DIRECTIONS: Transcribe the part of the University of Washington programs text that begins with "Technology Policy Lab" and ends with "units on campus.".

PASSAGE FOR REVIEW:
-=-=-=-=-
Technology Policy Lab

The Tech Policy Lab is a unique, interdisciplinary collaboration at the University of Washington that aims to enhance technology policy through research, education, and thought leadership. The Tech Policy Lab brings together experts from the University’s School of Law, Information School, Computer Science & Engineering, and other units on campus.

 

 

There are many forums which are held as issues arise or are brought to the fore:

The UW has held community forums on:

  • Recent changes to Title IX 
  • Whether to declare the UW a sanctuary campus
  • Campus policing
  • Campus investment in fossil fuels
  • Affirmative action
  • The role of animals in medical research
  • GMOs

…and many, many more topics. 

 

For Students/Community 

Center for Philosophy for Children

The University of Washington Center for Philosophy for Children was created with the aim of empowering young people to think for themselves through introducing them to philosophy. The Center became affiliated with the University of Washington’s Department of Philosophy in 1997. The Center works in K-12 schools throughout Seattle, and offers trainings to parents and K-12 teachers in the area as well.
-=-=-=-=-
RECORDED INFORMATION:
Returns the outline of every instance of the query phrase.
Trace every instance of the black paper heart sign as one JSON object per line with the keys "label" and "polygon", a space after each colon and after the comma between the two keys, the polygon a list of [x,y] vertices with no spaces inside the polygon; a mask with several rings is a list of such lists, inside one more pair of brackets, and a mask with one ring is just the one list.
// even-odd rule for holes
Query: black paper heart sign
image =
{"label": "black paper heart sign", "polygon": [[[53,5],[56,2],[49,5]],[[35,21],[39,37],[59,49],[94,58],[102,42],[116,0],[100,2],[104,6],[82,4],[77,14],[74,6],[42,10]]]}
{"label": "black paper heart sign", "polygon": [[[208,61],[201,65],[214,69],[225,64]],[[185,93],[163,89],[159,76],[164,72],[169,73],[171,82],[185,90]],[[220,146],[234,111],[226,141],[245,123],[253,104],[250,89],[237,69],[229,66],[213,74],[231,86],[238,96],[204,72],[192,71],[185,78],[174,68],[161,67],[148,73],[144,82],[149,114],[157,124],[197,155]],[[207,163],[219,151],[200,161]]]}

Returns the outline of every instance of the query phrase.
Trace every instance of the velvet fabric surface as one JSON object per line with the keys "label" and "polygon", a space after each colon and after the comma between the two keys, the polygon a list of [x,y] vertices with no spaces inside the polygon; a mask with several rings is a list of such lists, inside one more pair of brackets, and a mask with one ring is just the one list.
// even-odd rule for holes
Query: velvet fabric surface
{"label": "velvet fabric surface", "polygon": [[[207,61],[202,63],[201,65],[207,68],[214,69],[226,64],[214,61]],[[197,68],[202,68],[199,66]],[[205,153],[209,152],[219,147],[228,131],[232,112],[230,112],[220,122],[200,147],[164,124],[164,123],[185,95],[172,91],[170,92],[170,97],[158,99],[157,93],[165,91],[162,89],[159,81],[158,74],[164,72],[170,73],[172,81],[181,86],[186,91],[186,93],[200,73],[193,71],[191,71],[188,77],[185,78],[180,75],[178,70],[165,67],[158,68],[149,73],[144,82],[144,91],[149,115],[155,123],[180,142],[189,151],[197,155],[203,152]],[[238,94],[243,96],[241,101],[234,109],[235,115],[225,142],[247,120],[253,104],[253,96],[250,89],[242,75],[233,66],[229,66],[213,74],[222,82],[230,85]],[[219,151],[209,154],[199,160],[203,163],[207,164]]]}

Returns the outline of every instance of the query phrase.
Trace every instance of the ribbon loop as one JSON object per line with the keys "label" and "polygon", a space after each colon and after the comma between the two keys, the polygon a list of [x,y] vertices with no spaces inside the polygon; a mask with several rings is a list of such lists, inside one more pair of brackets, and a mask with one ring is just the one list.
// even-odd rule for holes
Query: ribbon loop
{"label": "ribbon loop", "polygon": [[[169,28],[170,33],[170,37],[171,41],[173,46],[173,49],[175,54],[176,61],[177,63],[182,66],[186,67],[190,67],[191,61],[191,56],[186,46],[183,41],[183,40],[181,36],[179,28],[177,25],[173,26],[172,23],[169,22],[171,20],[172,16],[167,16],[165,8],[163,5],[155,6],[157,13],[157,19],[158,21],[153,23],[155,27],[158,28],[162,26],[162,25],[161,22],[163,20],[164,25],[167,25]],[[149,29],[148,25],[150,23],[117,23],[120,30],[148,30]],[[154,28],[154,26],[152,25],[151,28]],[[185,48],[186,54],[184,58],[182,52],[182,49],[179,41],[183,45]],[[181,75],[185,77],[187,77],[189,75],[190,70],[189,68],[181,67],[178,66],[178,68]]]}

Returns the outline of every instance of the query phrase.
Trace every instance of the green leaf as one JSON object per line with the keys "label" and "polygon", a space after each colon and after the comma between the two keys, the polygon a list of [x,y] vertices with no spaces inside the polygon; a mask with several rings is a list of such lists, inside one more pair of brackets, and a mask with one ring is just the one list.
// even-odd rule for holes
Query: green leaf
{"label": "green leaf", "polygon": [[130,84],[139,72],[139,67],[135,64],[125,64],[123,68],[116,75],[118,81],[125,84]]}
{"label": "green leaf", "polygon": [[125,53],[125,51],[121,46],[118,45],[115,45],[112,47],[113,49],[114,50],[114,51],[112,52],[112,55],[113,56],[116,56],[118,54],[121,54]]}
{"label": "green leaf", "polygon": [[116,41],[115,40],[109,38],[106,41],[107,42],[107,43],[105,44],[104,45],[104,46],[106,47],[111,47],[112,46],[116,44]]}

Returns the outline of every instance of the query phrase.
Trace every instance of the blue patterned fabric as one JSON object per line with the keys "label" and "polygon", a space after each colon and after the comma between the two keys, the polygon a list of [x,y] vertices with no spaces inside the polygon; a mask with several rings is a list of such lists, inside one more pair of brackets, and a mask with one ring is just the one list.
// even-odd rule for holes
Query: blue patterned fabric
-=-=-=-=-
FINISHED TASK:
Technology Policy Lab

The Tech Policy Lab is a unique, interdisciplinary collaboration at the University of Washington that aims to enhance technology policy through research, education, and thought leadership. The Tech Policy Lab brings together experts from the University’s School of Law, Information School, Computer Science & Engineering, and other units on campus.